§ **WORK TO BE COMPLETED**
Locate and copy each line in the data that contains the word "tree".

[Opening DATA section]

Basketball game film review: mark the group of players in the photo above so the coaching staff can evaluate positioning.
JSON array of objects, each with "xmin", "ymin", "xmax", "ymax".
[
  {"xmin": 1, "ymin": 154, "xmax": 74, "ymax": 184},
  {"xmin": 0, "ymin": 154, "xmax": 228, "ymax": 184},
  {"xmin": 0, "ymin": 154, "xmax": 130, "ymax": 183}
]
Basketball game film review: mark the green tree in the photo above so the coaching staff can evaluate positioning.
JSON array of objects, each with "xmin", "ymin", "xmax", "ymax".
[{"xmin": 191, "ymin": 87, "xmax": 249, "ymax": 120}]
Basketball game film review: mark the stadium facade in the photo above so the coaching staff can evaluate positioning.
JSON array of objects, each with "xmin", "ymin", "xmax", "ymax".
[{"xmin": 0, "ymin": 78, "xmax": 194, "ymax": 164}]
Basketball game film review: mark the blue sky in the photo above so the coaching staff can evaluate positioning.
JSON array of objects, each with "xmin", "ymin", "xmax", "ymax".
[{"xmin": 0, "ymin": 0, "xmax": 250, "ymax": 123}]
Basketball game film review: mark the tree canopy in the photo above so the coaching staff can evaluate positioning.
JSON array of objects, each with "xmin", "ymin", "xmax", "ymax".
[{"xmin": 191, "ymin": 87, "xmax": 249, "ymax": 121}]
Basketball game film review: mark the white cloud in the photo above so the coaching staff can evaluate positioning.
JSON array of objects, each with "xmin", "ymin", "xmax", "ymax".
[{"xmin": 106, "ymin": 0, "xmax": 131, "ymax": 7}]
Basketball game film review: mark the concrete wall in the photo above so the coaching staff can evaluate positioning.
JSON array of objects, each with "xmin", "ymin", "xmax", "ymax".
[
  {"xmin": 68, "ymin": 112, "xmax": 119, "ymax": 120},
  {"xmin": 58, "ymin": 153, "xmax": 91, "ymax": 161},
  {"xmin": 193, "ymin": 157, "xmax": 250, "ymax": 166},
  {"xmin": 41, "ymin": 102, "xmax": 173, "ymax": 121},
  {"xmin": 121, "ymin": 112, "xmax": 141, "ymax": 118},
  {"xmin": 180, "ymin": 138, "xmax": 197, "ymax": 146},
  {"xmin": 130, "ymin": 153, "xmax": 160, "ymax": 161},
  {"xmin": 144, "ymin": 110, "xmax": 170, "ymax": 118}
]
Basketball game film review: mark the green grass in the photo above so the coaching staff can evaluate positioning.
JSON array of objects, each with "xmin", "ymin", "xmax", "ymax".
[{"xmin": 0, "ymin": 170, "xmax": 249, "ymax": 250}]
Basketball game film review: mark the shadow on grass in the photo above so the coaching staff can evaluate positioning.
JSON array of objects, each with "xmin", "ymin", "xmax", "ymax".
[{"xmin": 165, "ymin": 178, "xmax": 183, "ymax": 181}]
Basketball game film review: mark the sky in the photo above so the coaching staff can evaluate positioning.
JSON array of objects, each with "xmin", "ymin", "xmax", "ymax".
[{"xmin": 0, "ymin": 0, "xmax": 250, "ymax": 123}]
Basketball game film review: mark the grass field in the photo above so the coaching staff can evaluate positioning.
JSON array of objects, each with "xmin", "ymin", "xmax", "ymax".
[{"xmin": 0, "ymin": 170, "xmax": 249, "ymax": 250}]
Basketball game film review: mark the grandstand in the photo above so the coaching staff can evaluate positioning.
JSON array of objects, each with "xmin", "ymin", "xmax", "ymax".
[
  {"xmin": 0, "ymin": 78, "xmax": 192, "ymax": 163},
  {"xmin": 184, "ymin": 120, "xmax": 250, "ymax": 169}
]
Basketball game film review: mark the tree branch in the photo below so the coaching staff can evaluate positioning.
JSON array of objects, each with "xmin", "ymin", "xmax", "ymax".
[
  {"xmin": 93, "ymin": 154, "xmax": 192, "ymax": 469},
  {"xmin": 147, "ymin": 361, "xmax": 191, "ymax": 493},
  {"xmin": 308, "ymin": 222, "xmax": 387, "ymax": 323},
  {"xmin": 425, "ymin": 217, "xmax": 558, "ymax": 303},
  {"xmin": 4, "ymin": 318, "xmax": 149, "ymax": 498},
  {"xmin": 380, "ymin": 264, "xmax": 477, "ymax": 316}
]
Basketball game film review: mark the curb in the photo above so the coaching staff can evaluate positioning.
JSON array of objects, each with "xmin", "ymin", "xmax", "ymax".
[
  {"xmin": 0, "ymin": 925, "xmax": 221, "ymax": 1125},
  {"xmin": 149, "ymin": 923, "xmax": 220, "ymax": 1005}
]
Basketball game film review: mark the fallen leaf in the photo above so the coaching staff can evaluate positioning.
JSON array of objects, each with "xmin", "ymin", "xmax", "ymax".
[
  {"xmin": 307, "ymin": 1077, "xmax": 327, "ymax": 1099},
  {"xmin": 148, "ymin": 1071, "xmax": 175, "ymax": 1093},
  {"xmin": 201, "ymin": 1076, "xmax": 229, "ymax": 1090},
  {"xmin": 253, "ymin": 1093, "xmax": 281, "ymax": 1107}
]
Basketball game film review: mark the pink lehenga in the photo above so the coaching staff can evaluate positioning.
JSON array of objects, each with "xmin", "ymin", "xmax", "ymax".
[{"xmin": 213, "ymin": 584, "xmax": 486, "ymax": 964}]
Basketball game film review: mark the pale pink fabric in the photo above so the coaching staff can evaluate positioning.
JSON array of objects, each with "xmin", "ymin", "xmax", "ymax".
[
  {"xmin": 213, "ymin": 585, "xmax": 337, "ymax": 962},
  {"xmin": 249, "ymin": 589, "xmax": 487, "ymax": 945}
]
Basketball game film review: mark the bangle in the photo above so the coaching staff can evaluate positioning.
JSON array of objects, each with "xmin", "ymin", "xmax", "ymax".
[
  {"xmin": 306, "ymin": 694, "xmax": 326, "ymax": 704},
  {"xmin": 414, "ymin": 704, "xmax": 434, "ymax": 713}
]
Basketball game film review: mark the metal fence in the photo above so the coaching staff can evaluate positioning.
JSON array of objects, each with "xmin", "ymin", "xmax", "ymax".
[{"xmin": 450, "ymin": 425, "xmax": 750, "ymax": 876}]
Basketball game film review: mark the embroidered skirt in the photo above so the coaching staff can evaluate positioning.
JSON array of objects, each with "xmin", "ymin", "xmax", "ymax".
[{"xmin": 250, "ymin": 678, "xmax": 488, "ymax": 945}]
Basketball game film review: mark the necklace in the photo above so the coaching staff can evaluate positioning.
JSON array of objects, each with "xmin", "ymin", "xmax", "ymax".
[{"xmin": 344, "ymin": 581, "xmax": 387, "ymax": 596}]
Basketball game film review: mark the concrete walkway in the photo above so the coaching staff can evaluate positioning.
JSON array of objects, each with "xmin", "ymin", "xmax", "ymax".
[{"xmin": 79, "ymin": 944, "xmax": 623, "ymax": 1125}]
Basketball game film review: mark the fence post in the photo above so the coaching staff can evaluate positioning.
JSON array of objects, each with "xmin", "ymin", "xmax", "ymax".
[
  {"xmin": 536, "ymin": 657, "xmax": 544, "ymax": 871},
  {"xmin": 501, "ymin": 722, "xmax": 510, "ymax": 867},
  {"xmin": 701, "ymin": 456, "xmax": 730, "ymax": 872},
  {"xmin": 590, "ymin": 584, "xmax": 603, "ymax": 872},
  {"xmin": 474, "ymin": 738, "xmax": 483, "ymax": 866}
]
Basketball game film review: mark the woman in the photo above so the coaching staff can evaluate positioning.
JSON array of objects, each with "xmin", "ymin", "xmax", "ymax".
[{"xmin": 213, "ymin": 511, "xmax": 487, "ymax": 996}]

[Closing DATA section]

§ **REPLY**
Basketball game film review: mark the green tree in the photo above so the coaching staff can evaluate positioning.
Basketball game film review: mark the tree canopy in the photo above so the coaching staff can evaluate positioning.
Basketball game film review: mark the tree branch in the photo below so the coaching staff can evaluate positioning.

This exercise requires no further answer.